::: GIVEN INFORMATION
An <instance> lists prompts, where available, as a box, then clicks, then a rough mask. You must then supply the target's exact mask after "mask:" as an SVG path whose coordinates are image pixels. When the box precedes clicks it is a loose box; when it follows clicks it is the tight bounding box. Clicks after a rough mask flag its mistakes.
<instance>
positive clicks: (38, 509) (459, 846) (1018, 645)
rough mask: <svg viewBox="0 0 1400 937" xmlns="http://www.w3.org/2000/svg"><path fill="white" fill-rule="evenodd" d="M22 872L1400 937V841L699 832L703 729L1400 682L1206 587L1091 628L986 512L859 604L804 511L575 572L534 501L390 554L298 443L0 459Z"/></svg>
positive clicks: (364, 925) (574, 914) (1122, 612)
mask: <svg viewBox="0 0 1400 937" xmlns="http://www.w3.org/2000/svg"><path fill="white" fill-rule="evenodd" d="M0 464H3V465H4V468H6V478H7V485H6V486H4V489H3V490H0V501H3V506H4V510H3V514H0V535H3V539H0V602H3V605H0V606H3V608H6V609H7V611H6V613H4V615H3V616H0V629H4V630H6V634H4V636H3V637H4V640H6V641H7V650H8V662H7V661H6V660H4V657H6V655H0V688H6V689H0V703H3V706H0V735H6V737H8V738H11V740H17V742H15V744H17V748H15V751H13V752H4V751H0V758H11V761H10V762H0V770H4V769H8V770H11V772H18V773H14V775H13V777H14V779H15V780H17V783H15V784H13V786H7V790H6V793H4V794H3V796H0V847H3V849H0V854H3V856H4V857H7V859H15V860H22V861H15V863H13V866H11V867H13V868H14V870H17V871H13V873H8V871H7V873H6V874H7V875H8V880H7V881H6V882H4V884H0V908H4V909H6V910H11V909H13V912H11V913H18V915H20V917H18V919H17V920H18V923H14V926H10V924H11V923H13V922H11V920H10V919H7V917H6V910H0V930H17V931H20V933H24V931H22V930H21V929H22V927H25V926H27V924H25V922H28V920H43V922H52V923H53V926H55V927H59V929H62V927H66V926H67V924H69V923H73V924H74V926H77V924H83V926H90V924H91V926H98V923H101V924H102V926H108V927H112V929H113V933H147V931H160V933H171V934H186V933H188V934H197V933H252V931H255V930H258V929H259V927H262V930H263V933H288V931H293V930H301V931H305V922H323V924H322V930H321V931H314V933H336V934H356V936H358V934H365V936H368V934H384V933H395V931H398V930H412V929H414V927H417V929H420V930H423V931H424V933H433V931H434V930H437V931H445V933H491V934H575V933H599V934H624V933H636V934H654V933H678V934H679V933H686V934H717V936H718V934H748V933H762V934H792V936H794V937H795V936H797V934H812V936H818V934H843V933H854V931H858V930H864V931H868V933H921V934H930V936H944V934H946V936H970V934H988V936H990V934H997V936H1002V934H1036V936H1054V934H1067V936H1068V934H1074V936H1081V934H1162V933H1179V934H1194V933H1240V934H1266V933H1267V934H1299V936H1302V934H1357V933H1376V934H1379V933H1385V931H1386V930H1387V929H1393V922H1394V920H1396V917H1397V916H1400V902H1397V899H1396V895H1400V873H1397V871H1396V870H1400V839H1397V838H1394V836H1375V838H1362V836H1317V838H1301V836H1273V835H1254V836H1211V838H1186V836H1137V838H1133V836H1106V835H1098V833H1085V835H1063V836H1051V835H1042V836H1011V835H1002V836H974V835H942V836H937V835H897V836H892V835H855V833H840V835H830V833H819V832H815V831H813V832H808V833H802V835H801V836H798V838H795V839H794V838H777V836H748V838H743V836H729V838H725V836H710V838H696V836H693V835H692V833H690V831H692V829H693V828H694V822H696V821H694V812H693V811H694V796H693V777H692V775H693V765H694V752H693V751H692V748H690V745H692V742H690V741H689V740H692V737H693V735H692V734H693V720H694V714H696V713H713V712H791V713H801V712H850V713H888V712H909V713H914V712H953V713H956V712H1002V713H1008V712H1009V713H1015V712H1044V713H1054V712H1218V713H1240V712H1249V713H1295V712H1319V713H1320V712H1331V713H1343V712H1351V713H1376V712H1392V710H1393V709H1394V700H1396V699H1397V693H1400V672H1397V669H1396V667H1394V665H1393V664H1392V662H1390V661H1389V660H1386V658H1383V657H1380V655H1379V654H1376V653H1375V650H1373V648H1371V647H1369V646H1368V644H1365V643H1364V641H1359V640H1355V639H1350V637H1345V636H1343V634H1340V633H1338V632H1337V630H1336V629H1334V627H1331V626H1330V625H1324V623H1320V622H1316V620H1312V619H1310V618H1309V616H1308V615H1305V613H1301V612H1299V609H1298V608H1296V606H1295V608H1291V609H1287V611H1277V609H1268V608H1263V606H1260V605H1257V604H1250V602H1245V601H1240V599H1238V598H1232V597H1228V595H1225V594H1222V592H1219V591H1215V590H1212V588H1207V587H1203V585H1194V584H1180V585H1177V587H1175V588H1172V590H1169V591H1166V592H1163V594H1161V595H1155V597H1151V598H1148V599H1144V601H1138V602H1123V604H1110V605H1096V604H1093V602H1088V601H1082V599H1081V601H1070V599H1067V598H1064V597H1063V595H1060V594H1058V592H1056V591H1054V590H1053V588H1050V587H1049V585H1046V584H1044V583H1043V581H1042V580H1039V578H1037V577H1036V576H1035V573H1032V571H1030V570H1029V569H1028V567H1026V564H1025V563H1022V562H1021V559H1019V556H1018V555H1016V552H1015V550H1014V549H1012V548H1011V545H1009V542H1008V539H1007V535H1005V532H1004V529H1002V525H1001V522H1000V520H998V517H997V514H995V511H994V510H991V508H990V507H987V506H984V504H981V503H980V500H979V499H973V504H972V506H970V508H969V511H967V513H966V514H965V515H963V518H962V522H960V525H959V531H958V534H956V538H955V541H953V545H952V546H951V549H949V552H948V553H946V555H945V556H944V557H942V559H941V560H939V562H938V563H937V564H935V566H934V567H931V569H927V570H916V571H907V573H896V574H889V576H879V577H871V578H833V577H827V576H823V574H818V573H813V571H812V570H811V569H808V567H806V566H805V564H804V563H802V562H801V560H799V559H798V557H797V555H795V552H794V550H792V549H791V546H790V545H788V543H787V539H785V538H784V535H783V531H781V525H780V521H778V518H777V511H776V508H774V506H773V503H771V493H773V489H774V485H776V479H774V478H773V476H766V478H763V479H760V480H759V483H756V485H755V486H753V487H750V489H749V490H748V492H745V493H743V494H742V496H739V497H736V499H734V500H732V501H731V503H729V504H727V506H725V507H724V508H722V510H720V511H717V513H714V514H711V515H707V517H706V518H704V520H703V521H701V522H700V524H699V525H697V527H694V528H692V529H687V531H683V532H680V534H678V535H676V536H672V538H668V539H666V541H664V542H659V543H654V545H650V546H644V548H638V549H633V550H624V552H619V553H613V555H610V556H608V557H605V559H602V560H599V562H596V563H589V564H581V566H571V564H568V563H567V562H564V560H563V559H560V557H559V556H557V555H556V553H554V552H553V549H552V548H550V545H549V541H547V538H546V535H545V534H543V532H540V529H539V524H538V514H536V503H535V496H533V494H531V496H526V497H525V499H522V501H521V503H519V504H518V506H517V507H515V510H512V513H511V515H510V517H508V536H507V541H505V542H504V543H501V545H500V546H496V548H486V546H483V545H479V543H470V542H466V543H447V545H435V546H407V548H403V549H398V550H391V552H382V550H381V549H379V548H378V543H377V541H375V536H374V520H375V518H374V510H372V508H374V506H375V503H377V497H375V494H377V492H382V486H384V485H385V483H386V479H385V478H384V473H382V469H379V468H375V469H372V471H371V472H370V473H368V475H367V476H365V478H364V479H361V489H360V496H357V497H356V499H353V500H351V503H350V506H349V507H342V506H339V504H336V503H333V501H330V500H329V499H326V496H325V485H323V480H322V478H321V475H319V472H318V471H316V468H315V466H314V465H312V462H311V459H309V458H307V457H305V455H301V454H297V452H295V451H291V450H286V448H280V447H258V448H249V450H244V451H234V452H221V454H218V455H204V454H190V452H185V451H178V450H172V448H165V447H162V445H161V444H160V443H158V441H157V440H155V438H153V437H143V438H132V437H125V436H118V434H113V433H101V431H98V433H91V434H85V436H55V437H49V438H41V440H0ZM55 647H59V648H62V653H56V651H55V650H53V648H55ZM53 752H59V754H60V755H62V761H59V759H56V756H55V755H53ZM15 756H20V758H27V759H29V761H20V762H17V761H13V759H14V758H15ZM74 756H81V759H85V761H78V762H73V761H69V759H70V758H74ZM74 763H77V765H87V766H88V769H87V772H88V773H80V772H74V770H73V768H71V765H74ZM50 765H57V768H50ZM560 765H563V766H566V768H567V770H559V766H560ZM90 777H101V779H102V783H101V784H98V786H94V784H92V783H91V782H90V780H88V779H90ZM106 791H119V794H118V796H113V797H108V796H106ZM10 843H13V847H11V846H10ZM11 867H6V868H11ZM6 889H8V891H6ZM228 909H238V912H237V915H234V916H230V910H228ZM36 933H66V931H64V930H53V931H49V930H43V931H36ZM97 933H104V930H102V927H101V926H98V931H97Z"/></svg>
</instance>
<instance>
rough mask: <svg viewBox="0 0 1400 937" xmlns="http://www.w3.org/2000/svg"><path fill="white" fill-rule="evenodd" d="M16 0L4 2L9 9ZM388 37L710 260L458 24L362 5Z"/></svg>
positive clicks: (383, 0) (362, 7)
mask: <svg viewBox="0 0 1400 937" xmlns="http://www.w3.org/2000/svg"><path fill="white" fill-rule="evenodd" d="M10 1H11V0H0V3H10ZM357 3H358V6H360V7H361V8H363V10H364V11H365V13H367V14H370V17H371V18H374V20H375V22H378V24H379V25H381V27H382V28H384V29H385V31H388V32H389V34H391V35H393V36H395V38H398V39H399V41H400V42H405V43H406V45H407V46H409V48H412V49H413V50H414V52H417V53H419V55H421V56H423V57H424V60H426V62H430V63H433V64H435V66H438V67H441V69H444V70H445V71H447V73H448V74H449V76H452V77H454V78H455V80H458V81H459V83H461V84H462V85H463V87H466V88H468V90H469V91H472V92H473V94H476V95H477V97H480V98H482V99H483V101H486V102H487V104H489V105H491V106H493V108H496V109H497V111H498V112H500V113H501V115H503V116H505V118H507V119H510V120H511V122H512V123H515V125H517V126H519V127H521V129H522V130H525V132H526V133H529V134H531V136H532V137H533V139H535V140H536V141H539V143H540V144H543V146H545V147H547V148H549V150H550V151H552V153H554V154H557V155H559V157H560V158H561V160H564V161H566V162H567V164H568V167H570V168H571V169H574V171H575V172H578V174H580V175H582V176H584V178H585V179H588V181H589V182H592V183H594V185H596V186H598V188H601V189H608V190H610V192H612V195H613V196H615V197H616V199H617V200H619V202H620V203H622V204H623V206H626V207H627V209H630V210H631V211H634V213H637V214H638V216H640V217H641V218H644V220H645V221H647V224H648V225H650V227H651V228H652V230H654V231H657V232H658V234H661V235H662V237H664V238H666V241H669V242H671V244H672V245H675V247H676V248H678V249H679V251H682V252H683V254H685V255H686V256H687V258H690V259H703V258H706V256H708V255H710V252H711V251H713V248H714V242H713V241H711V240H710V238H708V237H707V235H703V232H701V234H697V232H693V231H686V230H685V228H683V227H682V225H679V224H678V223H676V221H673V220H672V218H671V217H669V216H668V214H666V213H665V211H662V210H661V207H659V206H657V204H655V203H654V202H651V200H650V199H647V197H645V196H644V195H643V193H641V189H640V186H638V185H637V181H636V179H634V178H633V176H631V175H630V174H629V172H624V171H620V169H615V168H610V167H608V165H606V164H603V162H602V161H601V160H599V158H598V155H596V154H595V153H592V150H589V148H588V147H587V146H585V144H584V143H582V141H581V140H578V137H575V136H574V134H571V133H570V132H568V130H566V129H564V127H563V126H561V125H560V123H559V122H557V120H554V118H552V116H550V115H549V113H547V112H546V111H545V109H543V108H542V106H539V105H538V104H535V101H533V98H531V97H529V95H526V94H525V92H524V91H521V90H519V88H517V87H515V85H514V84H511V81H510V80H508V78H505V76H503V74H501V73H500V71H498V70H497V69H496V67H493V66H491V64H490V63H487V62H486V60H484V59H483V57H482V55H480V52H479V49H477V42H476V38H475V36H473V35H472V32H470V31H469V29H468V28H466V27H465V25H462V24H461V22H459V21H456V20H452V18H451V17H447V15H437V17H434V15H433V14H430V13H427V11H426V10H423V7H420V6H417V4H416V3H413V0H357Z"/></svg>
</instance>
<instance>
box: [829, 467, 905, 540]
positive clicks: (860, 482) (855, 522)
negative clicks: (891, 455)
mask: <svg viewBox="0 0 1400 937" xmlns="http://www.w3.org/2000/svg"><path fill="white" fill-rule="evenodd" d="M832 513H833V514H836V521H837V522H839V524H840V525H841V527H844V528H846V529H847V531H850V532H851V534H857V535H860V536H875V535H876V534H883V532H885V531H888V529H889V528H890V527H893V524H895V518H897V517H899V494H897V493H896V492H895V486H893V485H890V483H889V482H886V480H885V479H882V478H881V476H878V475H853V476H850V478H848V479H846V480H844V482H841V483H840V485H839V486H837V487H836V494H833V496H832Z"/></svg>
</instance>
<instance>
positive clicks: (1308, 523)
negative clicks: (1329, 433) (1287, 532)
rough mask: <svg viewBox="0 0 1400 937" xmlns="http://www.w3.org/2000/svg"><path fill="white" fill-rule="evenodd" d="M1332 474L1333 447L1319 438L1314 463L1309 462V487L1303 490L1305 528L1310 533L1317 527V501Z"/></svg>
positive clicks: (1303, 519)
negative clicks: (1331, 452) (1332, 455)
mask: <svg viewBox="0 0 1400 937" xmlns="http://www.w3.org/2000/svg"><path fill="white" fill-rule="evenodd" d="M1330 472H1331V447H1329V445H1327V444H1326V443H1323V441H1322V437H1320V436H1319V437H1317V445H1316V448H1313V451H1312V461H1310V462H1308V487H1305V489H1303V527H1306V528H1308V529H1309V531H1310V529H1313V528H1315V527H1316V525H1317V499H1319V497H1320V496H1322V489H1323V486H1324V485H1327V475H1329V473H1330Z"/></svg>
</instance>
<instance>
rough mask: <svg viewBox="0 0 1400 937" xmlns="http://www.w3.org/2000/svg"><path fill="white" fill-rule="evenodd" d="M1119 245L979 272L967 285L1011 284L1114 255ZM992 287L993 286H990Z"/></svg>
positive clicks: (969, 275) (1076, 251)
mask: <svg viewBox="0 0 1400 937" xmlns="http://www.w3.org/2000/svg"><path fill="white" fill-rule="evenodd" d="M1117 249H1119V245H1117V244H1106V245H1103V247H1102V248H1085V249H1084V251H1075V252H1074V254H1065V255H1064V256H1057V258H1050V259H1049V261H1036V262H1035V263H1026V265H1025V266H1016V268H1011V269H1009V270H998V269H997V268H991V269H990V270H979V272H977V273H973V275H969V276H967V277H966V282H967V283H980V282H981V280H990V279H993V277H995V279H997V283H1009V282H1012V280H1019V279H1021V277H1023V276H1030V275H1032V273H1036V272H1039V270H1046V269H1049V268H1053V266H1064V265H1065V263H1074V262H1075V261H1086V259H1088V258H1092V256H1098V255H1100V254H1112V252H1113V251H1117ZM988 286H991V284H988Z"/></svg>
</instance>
::::::
◆ **DIRECTIONS FOR THIS TASK**
Recast the data from its first line down through the line containing "positive clicks: (364, 925)", both included, as a Markdown table with the columns Row and Line, omitting any blank lines.

◆ **SOLUTION TO THE EXERCISE**
| Row | Line |
|---|---|
| 1 | An <instance> lists prompts, where available, as a box, then clicks, then a rough mask. You must then supply the target's exact mask after "mask:" as an SVG path whose coordinates are image pixels. When the box precedes clicks it is a loose box; when it follows clicks it is the tight bounding box. Clicks after a rough mask flag its mistakes. |
| 2 | <instance> |
| 3 | positive clicks: (38, 509) (459, 846) (1018, 645) |
| 4 | rough mask: <svg viewBox="0 0 1400 937" xmlns="http://www.w3.org/2000/svg"><path fill="white" fill-rule="evenodd" d="M22 872L1400 937V841L699 832L703 729L1400 682L1206 587L1091 628L986 512L859 604L804 511L575 572L534 501L390 554L298 443L0 459Z"/></svg> |
| 5 | positive clicks: (364, 925) (574, 914) (1122, 612) |